* _Text passage_:
########################################

In my curiosity, I started asking around for a few of the answers. In talking with midlife and older flight students, they told me some things I expected to hear, but also some things that surprised me.
A recurring sentiment was, “Older is better,” because the older students felt they were more disciplined than they would have been when they were younger. They felt they better understood how to apply their particular learning style to a new challenge. Several people told me they felt they had more patience—an obvious advantage when it comes to learning a skill that requires repetition and muscle memory. The perspective gained by life experience and age can be a benefit when learning to fly. Each of the older students I talked to had a lifelong dream of learning to fly. When they finally had the opportunity to achieve their dream, they had a profound sense of gratitude. It made me wonder if, perhaps, delayed gratification is the best form of satisfaction. Some people told me they started flying to get over a life-changing event, such as a divorce or death. Flying helped bring a new dimension into their lives. Whatever reason makes people finally take the plunge, they’re glad they did. Even though “older might be better” in some ways, many people wished they could have started sooner. As one mid-40s student said to me, “Wow, why haven’t I been flying my whole life?”
I loved hearing about the older students’ pride in learning to fly. And I was pleasantly surprised by how many people commented on the importance of having the right flight instructor. As I told my mid-40s friend, finding the right instructor and ditching the wrong one is super important. In my 30 years as a CFI, I know of too many people who have gotten discouraged and even quit early in their flight training because they had the wrong instructor. So many of the older students I talked to already understood this. Life experience helps us know what we need and how to go about getting it. Also, because many older students aren’t confined by the constraints of a time frame, degree program or career path, they can be more selective in picking the right instructor for them.
The other unexpected discovery was how important mentors were to the older students, and how much they counted on them for guidance. The desire to fly might be there, but sometimes, it just takes one person to help light the fire and spark the courage to start to learn. Mentors are important at any age, but perhaps they’re even more valuable to the midlife student. This tells me it’s never too late to encourage someone to learn to fly. There might be an older aviation enthusiast at your airport just waiting for the right encouragement to start taking lessons. Look for potential targets at your airport. It could be someone’s husband or wife, a volunteer at your flying club, or maybe the line guy who has always been fascinated but never took the leap to get started. Each of us can be a mentor to someone.
I like to live by the motto, “Living well is the best revenge,” and living well means fulfilling all of your dreams, at any age. Author Sebastian Junger says, “Age is not an option.” Getting older isn’t an elective. We have no control over it, but aging well is often within our grasp. Nowhere is this more true than in aviation. It’s available to everyone, at any age. People who stay curious and inquisitive and continue to learn new things stay on top of their game for a long time. Not everyone has the opportunity to learn to fly at a young age, but that doesn’t mean you can’t start now or encourage someone else to do the same.
I love this quote from 72-year-old Jack Fenton: “I needed a hobby, and chasing a little white ball around had little appeal. Since I had always had an interest in flying…I thought that getting my pilot’s license would be the thing to do now. It was a great decision, and 12 years later, I am still flying. Just got my medical certificate renewed last Wednesday!”

########################################

Data excerpts
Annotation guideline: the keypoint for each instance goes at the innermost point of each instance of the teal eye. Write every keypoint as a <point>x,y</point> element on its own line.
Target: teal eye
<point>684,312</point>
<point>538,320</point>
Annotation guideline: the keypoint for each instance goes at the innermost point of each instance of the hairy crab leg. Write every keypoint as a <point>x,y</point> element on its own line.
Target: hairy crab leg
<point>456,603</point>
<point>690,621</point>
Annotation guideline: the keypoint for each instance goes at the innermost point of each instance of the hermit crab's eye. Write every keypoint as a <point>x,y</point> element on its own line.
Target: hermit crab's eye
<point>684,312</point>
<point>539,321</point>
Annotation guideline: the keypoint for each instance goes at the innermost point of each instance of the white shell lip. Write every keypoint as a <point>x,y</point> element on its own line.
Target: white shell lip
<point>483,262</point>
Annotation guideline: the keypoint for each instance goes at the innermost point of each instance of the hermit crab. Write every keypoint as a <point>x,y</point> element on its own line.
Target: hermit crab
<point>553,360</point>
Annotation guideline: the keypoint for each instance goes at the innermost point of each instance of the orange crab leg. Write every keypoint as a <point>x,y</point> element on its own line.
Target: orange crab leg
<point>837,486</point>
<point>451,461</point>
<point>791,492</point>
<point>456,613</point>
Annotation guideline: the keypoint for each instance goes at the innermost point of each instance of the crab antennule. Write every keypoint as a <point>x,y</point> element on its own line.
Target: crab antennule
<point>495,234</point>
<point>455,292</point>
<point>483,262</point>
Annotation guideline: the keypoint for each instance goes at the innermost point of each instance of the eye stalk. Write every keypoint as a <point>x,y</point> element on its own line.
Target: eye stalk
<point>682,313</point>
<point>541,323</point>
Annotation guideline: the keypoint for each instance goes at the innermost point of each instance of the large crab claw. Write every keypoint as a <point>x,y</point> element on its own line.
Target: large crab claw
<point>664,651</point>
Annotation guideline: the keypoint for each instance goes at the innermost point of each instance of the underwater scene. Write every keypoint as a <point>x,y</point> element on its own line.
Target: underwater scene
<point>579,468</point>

########################################

* _Task_: In the text about older flight students above, list the people the author suggests could be potential targets at your airport.

* _Solution to this problem_:
- Someone's husband or wife
- A volunteer at your flying club
- The line guy who has always been fascinated but never took the leap to get started